# [Text excerpt]
++++++
I'm happy to respin this to expose JUST a depth rather than redundant
information, but time is short if we want it in 5.2 (as soft freeze is
this week).  I'll see what I can get to today; I'll rearrange the series
to put multiple bitmap exports first (as that appears ready), while
saving 'qemu-nbd -A' until we're happy with the qemu:allocation-depth
semantics.  After all, once we release something, we've committed to
that user interface.
diff mbox series

Patch

diff --git a/docs/interop/nbd.txt b/docs/interop/nbd.txt
index 7e948bd42218..d90723ffe991 100644
--- a/docs/interop/nbd.txt
+++ b/docs/interop/nbd.txt
@@ -34,7 +34,8 @@  the image, with a single metadata context named:

     qemu:allocation-depth

-In the allocation depth context, bits 0 and 1 form a tri-state value:
+In the allocation depth context, bits 0 and 1 form a tri-state value,
+along with 28 bits giving an actual depth:

     bits 0-1: 00: NBD_STATE_DEPTH_UNALLOC, the extent is unallocated
               01: NBD_STATE_DEPTH_LOCAL, the extent is allocated in the
@@ -42,6 +43,9 @@  In the allocation depth context, bits 0 and 1 form a tri-state value:
               10: NBD_STATE_DEPTH_BACKING, the extent is inherited from a
                   backing layer
               11: invalid, never returned
+    bits 2-3: reserved, always 0
+    bits 4-31: NBD_STATE_DEPTH_RAW, the backing layer depth (0 if
+               UNALLOC, 1 for LOCAL, 2 or more for BACKING)
++++++
# [What you need to do]
A: Answer these about the NBD patch excerpt, one per line:
(i) Which release does the writer hope to get this into?
(ii) How many bits give an actual depth in the allocation depth context?
(iii) What value do bits 2-3 always hold?
B: Copy the NBD patch excerpt word for word, everything from "bits 0-1: 00: NBD_STATE_DEPTH_UNALLOC, the" down to "more for BACKING)".
The listing that comes next has no part in this work.

# [Dataset excerpts]
++++++
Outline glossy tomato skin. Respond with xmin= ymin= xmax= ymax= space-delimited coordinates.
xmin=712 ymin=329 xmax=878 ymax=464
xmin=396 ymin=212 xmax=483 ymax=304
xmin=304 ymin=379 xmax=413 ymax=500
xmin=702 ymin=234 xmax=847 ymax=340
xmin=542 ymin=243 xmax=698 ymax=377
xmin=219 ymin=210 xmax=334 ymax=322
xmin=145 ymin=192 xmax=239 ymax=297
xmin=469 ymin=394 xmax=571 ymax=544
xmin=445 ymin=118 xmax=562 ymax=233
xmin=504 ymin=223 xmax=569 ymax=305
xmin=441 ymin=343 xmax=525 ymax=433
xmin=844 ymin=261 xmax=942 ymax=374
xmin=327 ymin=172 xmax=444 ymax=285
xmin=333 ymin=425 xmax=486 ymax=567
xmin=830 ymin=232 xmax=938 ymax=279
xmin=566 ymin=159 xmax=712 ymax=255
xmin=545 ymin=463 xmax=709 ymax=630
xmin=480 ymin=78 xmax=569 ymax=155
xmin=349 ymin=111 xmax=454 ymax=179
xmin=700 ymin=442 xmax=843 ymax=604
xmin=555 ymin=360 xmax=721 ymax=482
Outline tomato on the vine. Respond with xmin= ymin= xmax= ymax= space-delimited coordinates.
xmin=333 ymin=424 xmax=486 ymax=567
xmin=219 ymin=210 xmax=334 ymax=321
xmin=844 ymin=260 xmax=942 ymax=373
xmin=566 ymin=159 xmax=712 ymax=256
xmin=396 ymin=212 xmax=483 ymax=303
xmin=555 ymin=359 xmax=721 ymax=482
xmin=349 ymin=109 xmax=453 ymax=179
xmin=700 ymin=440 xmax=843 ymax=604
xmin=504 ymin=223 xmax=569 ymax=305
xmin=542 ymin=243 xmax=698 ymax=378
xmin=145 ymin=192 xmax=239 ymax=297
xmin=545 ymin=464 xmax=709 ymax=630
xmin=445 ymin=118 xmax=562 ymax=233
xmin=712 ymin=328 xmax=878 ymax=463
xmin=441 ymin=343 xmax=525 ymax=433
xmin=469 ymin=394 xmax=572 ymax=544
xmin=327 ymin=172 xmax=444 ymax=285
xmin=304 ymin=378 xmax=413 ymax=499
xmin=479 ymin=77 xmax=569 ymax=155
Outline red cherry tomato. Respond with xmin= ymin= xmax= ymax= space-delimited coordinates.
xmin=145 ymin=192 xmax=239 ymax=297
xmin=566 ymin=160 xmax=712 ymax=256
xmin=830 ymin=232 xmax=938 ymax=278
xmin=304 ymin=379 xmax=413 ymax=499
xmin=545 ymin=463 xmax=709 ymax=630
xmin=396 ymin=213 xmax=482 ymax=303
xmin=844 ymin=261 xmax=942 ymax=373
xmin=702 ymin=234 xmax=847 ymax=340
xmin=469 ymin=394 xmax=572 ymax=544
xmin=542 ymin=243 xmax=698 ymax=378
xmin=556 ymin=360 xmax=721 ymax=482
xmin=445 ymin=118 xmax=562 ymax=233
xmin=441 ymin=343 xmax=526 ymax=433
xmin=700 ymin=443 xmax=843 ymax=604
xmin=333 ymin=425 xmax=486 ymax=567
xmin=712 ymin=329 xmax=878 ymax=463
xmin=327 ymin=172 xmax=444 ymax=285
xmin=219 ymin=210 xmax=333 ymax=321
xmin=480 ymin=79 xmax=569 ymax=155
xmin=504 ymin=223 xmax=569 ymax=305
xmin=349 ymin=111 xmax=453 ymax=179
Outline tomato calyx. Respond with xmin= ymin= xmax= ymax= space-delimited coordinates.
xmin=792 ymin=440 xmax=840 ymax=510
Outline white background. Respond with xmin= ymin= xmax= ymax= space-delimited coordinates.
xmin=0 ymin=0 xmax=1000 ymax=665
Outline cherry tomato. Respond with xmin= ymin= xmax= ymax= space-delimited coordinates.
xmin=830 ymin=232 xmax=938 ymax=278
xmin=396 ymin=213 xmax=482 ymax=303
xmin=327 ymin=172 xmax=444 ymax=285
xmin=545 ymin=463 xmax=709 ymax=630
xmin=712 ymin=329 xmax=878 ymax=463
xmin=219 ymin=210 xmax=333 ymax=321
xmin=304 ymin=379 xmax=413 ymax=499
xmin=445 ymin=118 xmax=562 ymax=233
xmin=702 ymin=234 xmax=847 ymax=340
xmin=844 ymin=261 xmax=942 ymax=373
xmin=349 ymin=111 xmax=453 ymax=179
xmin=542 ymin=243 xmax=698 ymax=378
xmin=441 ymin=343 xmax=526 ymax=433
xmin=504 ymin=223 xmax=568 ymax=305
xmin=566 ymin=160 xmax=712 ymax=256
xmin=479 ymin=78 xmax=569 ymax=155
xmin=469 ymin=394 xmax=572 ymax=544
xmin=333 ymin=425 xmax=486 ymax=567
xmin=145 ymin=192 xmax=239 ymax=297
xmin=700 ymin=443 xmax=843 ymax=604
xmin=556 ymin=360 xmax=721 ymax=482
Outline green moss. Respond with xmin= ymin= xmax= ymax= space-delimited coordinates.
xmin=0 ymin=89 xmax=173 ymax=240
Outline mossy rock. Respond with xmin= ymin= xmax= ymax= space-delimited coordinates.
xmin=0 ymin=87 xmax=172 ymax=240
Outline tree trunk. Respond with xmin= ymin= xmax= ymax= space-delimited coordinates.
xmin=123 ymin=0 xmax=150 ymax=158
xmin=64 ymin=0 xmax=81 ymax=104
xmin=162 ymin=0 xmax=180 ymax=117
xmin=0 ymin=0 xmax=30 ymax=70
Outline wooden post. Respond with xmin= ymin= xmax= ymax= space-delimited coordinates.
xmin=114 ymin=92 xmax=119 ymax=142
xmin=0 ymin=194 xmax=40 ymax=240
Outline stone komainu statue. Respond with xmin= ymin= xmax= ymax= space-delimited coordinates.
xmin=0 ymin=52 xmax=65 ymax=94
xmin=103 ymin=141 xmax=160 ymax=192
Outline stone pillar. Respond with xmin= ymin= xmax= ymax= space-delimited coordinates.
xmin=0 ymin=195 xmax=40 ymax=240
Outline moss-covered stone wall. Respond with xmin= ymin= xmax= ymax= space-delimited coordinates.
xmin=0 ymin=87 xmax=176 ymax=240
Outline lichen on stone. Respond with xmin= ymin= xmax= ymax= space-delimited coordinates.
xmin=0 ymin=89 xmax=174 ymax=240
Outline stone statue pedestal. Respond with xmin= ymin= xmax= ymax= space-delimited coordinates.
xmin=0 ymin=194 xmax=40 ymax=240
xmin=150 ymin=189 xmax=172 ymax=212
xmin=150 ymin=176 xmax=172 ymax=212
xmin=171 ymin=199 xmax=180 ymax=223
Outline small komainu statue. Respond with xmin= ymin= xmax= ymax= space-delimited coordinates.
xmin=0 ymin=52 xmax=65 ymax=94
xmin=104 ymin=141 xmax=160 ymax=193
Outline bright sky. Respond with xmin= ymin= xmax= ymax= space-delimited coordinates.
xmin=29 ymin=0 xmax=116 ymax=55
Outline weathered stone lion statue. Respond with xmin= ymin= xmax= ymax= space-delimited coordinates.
++++++
# [Answers to the tasks]
A:
(i) 5.2
(ii) 28
(iii) 0

B:
bits 0-1: 00: NBD_STATE_DEPTH_UNALLOC, the extent is unallocated
               01: NBD_STATE_DEPTH_LOCAL, the extent is allocated in the
@@ -42,6 +43,9 @@  In the allocation depth context, bits 0 and 1 form a tri-state value:
               10: NBD_STATE_DEPTH_BACKING, the extent is inherited from a
                   backing layer
               11: invalid, never returned
+    bits 2-3: reserved, always 0
+    bits 4-31: NBD_STATE_DEPTH_RAW, the backing layer depth (0 if
+               UNALLOC, 1 for LOCAL, 2 or more for BACKING)